# [Objectifs]
(A) Pouvez-vous restituer à l'identique le passage du texte sur Lee Miller qui commence aux mots « Les parallèles ne » et s'arrête après « de la vérité. » ?
(B) Pouvez-vous écrire la suite du texte sur le film consacré à Lee Miller, en partant de sa dernière phrase ?

Kate Winslet est Lee Miller, dans ce film qu’elle a produit après des années à se consacrer tout entière au projet. Elle capte la période qui bascule du glamour à la guerre, du badinage à l’amour, de la poésie d’Eluard à la barbarie d’Hitler, du mannequinat au reportage de guerre, de l’alcool mondain au démon de l’alcoolisme. À certains égards, Lee me fait penser à BB expliquant avoir donné sa jeunesse et sa beauté aux hommes, et sa sagesse et son expérience aux animaux ; ses succès au cinéma lui ayant permis de financer son engagement en faveur de la cause animale. Lee Miller a donné sa jeunesse à la frivolité, et sa sagesse à l’humanité. Ses succès sur les podiums lui ayant permis d’être recrutée par Vogue, qui lui offre à son tout de donner à voir (presque toute) l’inhumanité. Le célèbre magazine féminin joue d’ailleurs un rôle à part entière dans ce film.

Les parallèles ne s’arrêtent pas là puisque, l’une comme l’autre, ces femmes opiniâtres ont aussi fait éclater la cause des femmes et le plafond de verre, Lee Miller ayant été l’une des premières femmes journaliste reporter d’images. L’une comme l’autre, enfin, ont atteint le but de leur quête ardente : rendre compte de la vérité.

# [Données sources]

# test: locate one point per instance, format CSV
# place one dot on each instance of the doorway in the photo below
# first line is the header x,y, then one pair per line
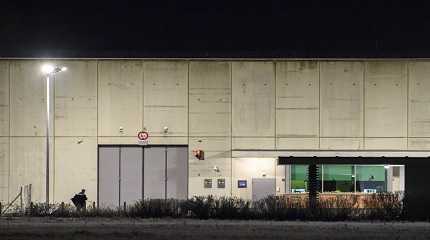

# [Réponses rédigées]
(A)
Les parallèles ne s’arrêtent pas là puisque, l’une comme l’autre, ces femmes opiniâtres ont aussi fait éclater la cause des femmes et le plafond de verre, Lee Miller ayant été l’une des premières femmes journaliste reporter d’images. L’une comme l’autre, enfin, ont atteint le but de leur quête ardente : rendre compte de la vérité.

(B)
Kate Winslet révèle Lee Miller à travers l’écran, qui elle-même se révèle à travers l’interview qu’elle accorde à ce jeune homme. Un échange donnant-donnant pendant qu’il en est encore temps. Prétexte à la ressouvenance, à partir de tirages choisis. Le film se regarde comme on lit un page-turner. Ce genre d’histoires hypnotiques que l’on s’apprête à quitter, à corps et cœur défendant, lorsque l’on sent la fin poindre, au point d’en procrastiner la lecture. Ajourner parfois exalte.

Dans le film, tout arrive progressivement, au fil des chapitres. Aussi progressif que vertigineux. Mougins -ambiance Riviera art-déco, Londres -femme amoureuse et photographe sous la bruine, Saint-Malo -premières photographies en terrain assiégé sous les bombardements jusqu’à la libération des camps de concentration.

 

Kate Winslet est une remarquable actrice. Dans ce film, elle semble nouer un véritable dialogue avec les portraits qu’elle a saisi au Rolleiflex. Se tisse une intériorité émouvante entre Kate-Lee, et ces visages réduits à néant. L’enfant animalisé dans les camp désaffectés, la jeune femme collaboratrice tondue en place publique, ces grappes d’hommes décharnés et empilés dans des charniers ou dans les wagons à bestiaux.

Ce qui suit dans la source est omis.